Casa di Cura Valle Fiorita S.r.l. v. Italy

Last Updated on May 3, 2019 by LawEuro

Information Note on the Court’s case-law 224
December 2018

Casa di Cura Valle Fiorita S.r.l. v. Italy – 67944/13

Judgment 13.12.2018 [Section I]
Article 6
Enforcement proceedings
Article 6-1
Access to court
Failure to enforce the seizure, ordered by a judge five years previously, of a property unlawfully occupied by third parties: violation
Article 1 of Protocol No. 1
Article 1 para. 1 of Protocol No. 1
Peaceful enjoyment of possessions
Failure to enforce the seizure, ordered by a judge five years previously, of a property unlawfully occupied by third parties: violation

Facts – The applicant company has been unable to recover possession of a building that it owns and that has been unlawfully occupied since 2012 by a group of around 150 people, despite an order made by the investigating judge in August 2013 for the provisional seizure of the property. The main reason cited for the failure to enforce the seizure order was the impossibility of evicting the building’s occupants because the municipality did not have sufficient funds to rehouse them. In a memorandum of March 2016, the Prefect requested that the municipality find alternative housing for the occupants so that the building could be evacuated.

Law

Article 6 § 1 of the Convention: The investigating judge’s decision of August 2013 ordering the provisional seizure of the property concerned a civil right on the part of the applicant company, namely the protection of its property rights. By its very nature, that decision had been urgent since it was designed to prevent the continuation of an offence in order to preserve the integrity of the injured party’s property. It had also been final and enforceable. However, the seizure order remained unenforced to date and the authorities had made no attempt to enforce it since its issuance by the judge.

The Government had sought to justify the delay in enforcement by citing reasons of public order and social considerations, chief among them the lack of alternative accommodation for the occupants, stemming in particular from the municipality’s financial difficulties. The Court was prepared to accept that the domestic authorities might also have sought to avert a serious risk of public-order disturbances linked to the eviction of several dozen individuals, especially since the occupation of the building was taking place against the backdrop of a campaign that had attracted widespread media coverage.

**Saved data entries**
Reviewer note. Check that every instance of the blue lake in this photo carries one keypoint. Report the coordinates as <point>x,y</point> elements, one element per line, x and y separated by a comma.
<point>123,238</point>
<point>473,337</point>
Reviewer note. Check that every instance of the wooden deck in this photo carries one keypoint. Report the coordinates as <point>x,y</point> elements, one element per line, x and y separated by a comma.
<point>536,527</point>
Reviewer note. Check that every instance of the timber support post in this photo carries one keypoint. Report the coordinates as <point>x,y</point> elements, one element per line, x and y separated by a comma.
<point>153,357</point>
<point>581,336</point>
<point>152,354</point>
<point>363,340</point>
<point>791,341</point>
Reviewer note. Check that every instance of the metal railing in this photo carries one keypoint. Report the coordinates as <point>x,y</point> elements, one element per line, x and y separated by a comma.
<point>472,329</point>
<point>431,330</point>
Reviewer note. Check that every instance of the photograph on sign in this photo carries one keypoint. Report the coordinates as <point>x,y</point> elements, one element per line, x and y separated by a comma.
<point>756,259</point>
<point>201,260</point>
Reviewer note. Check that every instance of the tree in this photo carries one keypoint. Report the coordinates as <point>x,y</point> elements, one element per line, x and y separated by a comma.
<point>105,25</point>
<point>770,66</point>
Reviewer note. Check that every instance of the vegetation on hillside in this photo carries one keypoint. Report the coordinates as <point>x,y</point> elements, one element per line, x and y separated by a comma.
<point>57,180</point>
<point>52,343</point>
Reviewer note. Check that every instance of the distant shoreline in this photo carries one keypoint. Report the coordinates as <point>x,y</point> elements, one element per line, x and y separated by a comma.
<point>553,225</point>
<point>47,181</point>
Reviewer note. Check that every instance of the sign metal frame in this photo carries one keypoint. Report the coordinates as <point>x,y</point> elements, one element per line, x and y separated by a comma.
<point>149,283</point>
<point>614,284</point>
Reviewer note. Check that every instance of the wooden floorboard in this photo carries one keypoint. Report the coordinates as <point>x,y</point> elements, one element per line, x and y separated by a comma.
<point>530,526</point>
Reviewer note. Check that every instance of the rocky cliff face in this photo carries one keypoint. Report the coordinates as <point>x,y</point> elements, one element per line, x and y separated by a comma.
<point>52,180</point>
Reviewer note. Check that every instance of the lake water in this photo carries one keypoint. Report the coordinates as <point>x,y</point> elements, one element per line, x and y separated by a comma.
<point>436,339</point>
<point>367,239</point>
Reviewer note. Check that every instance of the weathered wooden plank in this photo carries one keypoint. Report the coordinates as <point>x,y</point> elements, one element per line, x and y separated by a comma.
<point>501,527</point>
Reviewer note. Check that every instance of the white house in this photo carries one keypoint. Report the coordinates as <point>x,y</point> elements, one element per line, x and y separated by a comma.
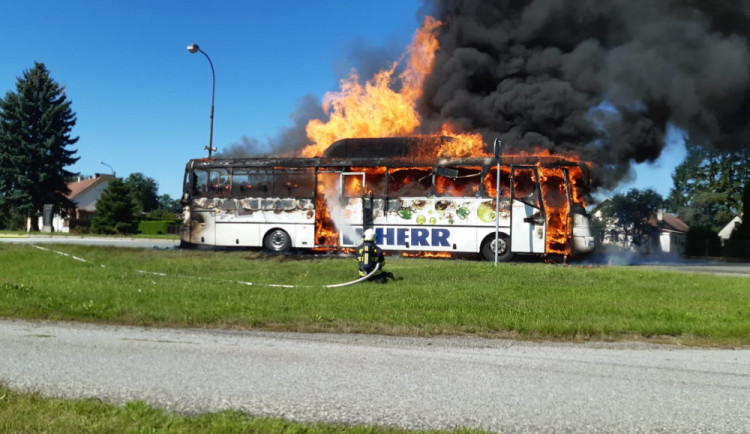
<point>84,193</point>
<point>726,232</point>
<point>667,235</point>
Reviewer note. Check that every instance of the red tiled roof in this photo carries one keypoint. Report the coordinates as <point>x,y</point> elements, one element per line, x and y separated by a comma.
<point>79,187</point>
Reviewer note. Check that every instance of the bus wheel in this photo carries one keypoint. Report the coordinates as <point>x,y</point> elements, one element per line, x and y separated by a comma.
<point>503,253</point>
<point>277,241</point>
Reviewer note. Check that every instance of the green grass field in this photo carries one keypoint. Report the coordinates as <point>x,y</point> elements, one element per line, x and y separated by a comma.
<point>178,288</point>
<point>32,413</point>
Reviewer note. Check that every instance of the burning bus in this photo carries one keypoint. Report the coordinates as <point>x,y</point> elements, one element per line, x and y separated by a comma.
<point>419,198</point>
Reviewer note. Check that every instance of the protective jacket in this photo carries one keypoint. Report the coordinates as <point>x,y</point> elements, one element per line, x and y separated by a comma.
<point>368,255</point>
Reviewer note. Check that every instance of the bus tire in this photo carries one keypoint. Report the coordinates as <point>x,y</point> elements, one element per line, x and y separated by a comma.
<point>488,248</point>
<point>277,241</point>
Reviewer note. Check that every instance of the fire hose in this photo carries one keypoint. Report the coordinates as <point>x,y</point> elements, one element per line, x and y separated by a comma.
<point>363,278</point>
<point>335,285</point>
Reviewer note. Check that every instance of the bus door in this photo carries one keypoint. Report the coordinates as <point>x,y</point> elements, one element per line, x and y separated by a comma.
<point>356,208</point>
<point>527,213</point>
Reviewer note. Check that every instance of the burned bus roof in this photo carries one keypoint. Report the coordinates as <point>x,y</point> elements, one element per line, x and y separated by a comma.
<point>516,160</point>
<point>385,151</point>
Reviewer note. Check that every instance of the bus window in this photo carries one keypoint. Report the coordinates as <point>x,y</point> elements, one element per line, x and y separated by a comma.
<point>200,183</point>
<point>211,183</point>
<point>525,187</point>
<point>296,183</point>
<point>252,182</point>
<point>409,181</point>
<point>490,182</point>
<point>352,185</point>
<point>457,181</point>
<point>219,182</point>
<point>374,180</point>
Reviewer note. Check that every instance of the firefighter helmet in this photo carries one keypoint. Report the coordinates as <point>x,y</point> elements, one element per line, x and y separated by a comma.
<point>369,235</point>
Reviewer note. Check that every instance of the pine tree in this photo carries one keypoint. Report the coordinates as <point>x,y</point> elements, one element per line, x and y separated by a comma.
<point>35,135</point>
<point>115,210</point>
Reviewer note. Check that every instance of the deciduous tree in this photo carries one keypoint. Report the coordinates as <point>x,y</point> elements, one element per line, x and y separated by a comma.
<point>708,186</point>
<point>623,219</point>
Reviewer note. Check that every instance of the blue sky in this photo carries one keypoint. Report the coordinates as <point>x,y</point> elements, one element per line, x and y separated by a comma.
<point>143,101</point>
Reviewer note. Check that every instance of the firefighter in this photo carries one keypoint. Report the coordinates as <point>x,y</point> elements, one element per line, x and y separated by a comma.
<point>369,255</point>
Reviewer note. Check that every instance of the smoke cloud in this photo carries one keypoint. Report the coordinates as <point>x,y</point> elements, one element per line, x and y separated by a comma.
<point>602,78</point>
<point>288,140</point>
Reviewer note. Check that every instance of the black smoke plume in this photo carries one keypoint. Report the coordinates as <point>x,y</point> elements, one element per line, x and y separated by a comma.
<point>602,78</point>
<point>288,140</point>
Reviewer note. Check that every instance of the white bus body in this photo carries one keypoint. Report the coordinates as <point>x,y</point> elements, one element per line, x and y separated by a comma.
<point>325,203</point>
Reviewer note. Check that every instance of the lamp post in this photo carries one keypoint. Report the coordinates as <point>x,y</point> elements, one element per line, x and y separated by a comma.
<point>194,48</point>
<point>110,168</point>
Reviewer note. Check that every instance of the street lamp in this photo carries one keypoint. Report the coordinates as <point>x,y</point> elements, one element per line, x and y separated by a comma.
<point>194,48</point>
<point>110,168</point>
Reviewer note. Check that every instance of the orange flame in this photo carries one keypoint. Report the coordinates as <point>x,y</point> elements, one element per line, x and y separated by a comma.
<point>386,106</point>
<point>375,109</point>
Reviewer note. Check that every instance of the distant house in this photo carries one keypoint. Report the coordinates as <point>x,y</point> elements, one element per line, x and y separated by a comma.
<point>726,232</point>
<point>668,233</point>
<point>84,193</point>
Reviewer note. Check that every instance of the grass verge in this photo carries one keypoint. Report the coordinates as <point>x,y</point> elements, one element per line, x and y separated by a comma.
<point>30,412</point>
<point>527,301</point>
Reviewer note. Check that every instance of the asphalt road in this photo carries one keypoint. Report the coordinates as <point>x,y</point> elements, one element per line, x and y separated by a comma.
<point>497,385</point>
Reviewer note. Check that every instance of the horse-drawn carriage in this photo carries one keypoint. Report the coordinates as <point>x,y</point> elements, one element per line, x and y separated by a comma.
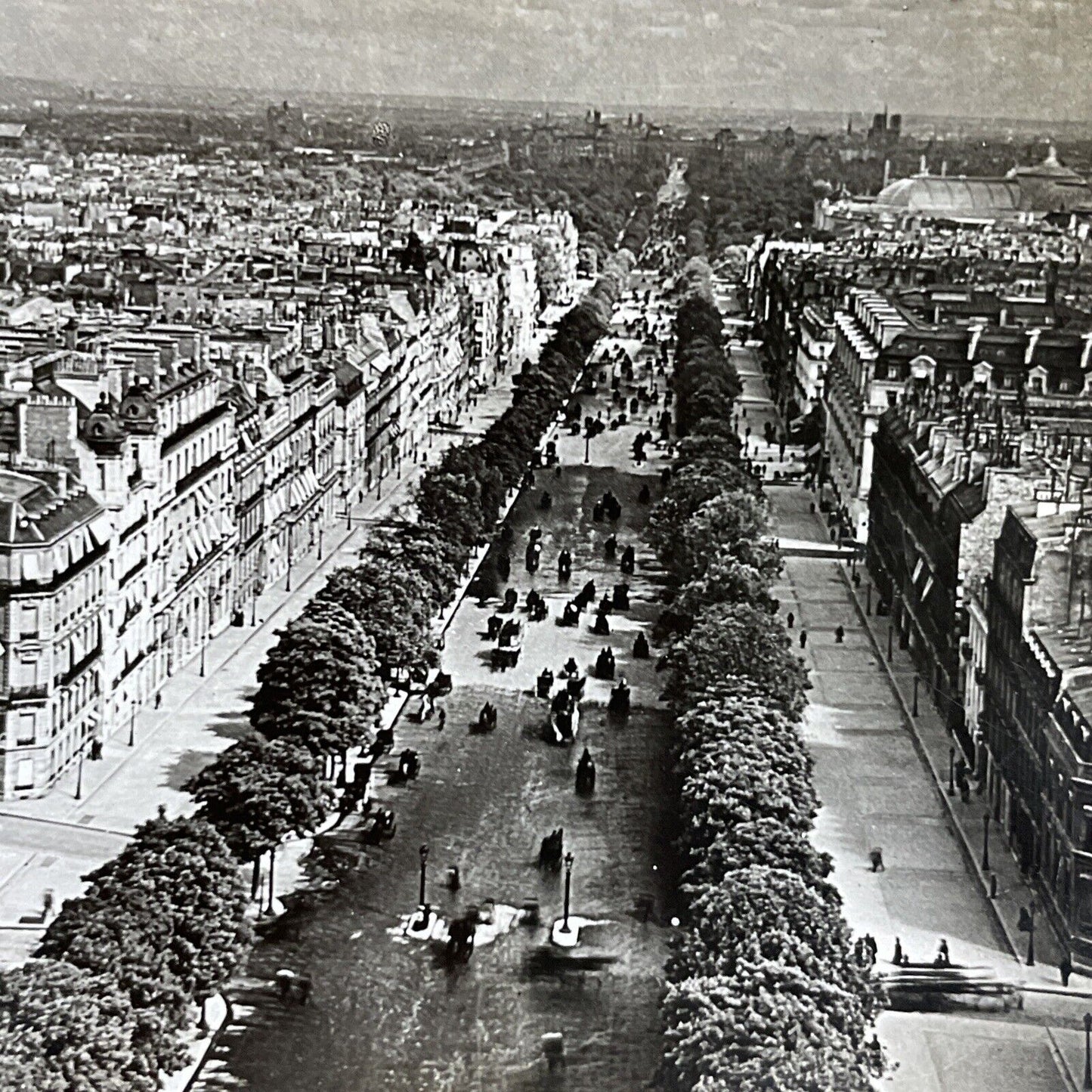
<point>605,664</point>
<point>564,716</point>
<point>506,653</point>
<point>439,686</point>
<point>537,605</point>
<point>620,698</point>
<point>378,827</point>
<point>544,684</point>
<point>460,945</point>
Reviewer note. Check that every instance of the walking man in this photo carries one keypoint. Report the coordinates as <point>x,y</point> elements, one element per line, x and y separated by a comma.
<point>1066,967</point>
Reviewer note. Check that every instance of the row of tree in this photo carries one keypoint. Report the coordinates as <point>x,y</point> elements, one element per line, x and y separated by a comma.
<point>162,927</point>
<point>765,989</point>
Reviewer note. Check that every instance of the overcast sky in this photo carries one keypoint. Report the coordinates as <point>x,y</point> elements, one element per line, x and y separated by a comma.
<point>1030,58</point>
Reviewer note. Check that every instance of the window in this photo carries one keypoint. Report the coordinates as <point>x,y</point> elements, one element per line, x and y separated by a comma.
<point>24,731</point>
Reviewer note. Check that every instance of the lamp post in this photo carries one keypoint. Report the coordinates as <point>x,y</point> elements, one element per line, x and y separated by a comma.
<point>568,887</point>
<point>1031,933</point>
<point>1087,1050</point>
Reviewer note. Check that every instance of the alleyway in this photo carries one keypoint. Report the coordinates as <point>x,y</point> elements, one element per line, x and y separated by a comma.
<point>876,792</point>
<point>387,1015</point>
<point>51,842</point>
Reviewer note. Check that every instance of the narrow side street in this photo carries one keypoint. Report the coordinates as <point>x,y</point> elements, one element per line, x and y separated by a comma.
<point>876,792</point>
<point>387,1013</point>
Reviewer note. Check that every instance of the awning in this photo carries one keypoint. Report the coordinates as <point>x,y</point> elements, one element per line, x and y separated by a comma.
<point>101,530</point>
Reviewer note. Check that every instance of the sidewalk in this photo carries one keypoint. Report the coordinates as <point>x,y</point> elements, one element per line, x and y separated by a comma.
<point>935,744</point>
<point>53,841</point>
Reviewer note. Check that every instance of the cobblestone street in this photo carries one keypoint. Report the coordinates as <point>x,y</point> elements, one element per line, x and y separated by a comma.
<point>876,792</point>
<point>389,1015</point>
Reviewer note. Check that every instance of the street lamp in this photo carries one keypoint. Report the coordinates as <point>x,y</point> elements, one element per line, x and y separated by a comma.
<point>568,888</point>
<point>1087,1052</point>
<point>1031,933</point>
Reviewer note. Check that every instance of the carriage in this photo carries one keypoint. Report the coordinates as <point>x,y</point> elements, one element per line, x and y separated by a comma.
<point>564,718</point>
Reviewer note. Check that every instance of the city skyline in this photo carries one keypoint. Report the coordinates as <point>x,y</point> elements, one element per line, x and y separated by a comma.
<point>1016,60</point>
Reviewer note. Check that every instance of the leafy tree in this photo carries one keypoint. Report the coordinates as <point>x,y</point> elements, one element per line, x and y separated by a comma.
<point>732,1032</point>
<point>427,549</point>
<point>738,639</point>
<point>391,603</point>
<point>454,503</point>
<point>323,665</point>
<point>258,793</point>
<point>733,524</point>
<point>775,914</point>
<point>63,1029</point>
<point>725,580</point>
<point>165,918</point>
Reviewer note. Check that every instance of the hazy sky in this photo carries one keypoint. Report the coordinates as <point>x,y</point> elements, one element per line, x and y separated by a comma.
<point>1013,57</point>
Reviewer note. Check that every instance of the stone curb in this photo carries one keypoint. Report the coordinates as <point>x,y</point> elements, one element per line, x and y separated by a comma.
<point>969,851</point>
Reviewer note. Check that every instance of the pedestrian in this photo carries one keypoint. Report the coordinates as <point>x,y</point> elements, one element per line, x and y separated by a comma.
<point>944,959</point>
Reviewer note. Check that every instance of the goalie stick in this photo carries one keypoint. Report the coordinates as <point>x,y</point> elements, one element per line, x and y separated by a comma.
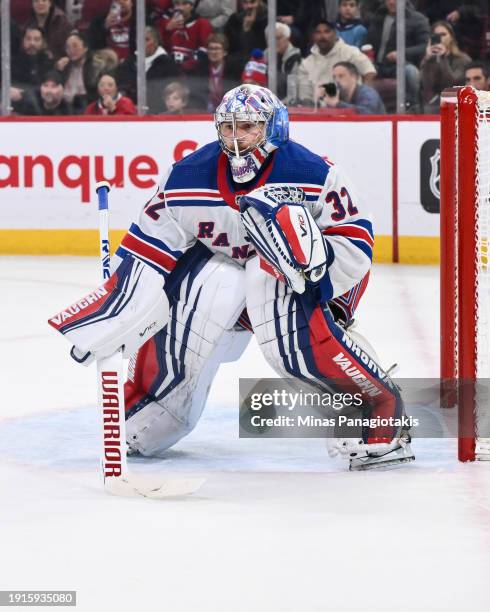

**Challenge**
In the case summary above, render this sentence into Spanish: "The main reason cited for the failure to enforce the seizure order was the impossibility of evicting the building’s occupants because the municipality did not have sufficient funds to rehouse them."

**Task result**
El principal motivo invocado para no ejecutar la orden de embargo fue la imposibilidad de desalojar a los ocupantes del edificio, ya que el municipio no disponía de fondos suficientes para realojarlos.